▸ Problem statement
Change "tight rectangle" to "bounding box" in the rows starting at the line containing "Step one of the annotation pipeline: locate the lake" and ending at the line containing "794 34 878 78", and reproduce only those rows with everything else unchanged.

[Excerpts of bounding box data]

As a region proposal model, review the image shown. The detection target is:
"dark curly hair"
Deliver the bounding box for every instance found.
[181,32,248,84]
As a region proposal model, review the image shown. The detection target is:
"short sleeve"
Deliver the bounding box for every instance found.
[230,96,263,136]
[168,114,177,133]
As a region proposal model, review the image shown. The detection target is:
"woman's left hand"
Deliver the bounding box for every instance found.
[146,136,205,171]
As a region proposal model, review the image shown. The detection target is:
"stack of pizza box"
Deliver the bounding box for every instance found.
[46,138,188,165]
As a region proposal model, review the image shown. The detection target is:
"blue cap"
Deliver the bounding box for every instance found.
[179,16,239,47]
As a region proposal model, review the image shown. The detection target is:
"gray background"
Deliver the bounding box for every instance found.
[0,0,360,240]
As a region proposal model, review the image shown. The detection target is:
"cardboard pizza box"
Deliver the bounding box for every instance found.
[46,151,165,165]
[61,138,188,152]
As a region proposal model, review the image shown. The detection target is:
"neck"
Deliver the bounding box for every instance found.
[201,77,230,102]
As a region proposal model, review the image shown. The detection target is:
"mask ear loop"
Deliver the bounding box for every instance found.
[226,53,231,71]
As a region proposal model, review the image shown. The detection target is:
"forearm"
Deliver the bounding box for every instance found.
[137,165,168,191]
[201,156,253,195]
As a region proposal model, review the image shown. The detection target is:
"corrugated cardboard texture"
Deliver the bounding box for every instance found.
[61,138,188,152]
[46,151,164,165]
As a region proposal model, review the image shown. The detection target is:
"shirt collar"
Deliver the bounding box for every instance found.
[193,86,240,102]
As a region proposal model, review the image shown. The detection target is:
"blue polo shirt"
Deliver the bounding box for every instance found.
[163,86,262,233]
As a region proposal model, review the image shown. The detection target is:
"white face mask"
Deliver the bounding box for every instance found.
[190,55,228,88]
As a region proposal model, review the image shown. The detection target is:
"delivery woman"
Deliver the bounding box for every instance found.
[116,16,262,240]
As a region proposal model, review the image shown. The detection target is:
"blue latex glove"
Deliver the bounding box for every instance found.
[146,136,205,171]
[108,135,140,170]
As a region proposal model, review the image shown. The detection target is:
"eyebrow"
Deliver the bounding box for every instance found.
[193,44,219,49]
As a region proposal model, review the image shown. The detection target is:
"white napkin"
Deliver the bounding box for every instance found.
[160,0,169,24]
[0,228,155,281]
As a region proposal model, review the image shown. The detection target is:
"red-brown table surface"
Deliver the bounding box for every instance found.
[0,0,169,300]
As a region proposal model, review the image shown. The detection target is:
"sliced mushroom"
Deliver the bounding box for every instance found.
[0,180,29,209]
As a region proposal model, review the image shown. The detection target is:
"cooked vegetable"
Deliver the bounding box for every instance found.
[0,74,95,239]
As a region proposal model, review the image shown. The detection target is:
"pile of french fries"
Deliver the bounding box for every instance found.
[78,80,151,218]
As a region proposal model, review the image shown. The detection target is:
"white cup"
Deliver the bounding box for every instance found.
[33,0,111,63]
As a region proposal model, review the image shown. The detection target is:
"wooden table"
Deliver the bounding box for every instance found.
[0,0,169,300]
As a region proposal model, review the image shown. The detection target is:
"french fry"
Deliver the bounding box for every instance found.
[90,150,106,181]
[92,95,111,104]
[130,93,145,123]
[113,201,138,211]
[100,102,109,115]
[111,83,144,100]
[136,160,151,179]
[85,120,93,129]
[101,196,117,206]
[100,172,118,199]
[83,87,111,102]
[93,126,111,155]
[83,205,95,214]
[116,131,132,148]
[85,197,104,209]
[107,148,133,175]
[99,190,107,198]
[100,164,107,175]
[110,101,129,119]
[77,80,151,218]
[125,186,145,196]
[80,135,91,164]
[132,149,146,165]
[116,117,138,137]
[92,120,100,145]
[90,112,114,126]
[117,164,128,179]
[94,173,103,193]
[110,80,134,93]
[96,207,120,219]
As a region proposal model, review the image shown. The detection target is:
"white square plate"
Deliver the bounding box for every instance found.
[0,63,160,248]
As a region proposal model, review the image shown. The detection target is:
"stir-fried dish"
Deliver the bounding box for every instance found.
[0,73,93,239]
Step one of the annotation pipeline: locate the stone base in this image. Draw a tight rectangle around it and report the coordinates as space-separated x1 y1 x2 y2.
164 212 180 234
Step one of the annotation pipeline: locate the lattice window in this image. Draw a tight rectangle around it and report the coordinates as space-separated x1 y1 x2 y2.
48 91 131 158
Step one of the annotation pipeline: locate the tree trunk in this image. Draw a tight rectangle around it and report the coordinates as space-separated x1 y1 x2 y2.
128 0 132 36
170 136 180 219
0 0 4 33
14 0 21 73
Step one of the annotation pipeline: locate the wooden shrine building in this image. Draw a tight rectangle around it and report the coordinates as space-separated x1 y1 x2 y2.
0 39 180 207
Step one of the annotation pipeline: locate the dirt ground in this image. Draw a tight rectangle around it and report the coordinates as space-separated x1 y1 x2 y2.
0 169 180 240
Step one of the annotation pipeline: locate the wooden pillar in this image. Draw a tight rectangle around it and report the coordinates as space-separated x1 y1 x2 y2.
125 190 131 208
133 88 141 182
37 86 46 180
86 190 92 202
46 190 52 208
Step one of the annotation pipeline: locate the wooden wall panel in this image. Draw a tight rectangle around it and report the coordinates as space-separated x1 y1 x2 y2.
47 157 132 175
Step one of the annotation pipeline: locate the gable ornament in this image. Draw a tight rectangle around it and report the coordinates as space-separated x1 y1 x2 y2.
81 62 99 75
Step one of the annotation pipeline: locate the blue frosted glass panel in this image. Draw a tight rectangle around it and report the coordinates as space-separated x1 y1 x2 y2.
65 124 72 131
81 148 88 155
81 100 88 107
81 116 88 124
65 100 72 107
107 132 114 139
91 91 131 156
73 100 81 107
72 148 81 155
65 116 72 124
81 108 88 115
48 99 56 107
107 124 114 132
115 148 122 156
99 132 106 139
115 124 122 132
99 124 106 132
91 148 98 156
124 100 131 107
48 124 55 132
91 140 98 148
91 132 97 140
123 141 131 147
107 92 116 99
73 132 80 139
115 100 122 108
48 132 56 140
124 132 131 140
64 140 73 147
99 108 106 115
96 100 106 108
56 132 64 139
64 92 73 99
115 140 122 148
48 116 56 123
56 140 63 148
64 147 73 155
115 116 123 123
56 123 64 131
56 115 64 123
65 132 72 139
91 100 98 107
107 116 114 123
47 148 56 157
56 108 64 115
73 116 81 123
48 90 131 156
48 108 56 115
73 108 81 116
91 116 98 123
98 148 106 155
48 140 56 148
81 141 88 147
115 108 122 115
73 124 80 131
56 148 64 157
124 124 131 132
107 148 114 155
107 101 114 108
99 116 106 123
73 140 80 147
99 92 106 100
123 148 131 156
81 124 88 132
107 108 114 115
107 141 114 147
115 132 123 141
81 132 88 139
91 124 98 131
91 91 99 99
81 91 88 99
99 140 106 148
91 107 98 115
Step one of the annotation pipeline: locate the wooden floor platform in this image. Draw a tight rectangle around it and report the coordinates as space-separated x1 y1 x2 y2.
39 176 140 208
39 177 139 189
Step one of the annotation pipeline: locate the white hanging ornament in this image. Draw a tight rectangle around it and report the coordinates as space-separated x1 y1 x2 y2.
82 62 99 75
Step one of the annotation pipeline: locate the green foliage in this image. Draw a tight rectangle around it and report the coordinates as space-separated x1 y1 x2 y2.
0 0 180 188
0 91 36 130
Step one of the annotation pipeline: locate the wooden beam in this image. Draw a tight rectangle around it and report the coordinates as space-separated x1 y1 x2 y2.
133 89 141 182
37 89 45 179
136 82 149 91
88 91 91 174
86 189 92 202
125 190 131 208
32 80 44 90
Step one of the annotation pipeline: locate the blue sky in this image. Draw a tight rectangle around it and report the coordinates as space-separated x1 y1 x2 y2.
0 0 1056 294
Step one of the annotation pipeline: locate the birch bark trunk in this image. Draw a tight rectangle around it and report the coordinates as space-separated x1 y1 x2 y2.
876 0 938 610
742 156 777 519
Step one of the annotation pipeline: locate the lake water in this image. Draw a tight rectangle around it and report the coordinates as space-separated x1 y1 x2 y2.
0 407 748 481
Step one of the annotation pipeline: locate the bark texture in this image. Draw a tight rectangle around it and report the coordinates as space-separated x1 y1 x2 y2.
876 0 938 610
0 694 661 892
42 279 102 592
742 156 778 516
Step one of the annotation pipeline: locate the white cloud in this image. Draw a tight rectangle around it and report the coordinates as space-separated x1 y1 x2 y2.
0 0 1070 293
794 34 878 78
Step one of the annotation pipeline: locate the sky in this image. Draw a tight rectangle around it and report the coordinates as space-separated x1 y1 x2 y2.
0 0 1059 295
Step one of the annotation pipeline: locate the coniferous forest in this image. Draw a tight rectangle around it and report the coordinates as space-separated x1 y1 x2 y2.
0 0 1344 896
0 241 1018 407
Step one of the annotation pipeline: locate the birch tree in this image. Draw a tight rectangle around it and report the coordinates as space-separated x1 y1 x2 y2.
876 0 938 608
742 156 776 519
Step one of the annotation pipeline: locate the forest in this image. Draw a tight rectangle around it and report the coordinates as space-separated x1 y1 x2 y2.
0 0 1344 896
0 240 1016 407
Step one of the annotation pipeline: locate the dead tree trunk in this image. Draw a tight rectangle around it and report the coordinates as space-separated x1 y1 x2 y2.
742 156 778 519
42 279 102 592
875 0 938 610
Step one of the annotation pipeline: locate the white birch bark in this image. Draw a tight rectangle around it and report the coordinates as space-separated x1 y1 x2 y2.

▸ Exercise result
Step one of the annotation pipeline: locate the lake water in this image. Draw a bounding box around it and report the coordinates as space-separated x1 y1 x2 y2.
0 407 748 481
Step one of the annotation pipeline: locate the bark texture in this image. Draw a bounding box around it and report the coordinates as space-separated x1 y1 x2 y2.
876 0 938 610
0 694 661 892
42 279 102 592
742 156 778 516
Step one of the annotation pipeline: locate the white cloud in this image. Draw a bounding box around it and report the coordinates as space-separated x1 y1 x2 y2.
0 0 1070 293
794 34 878 78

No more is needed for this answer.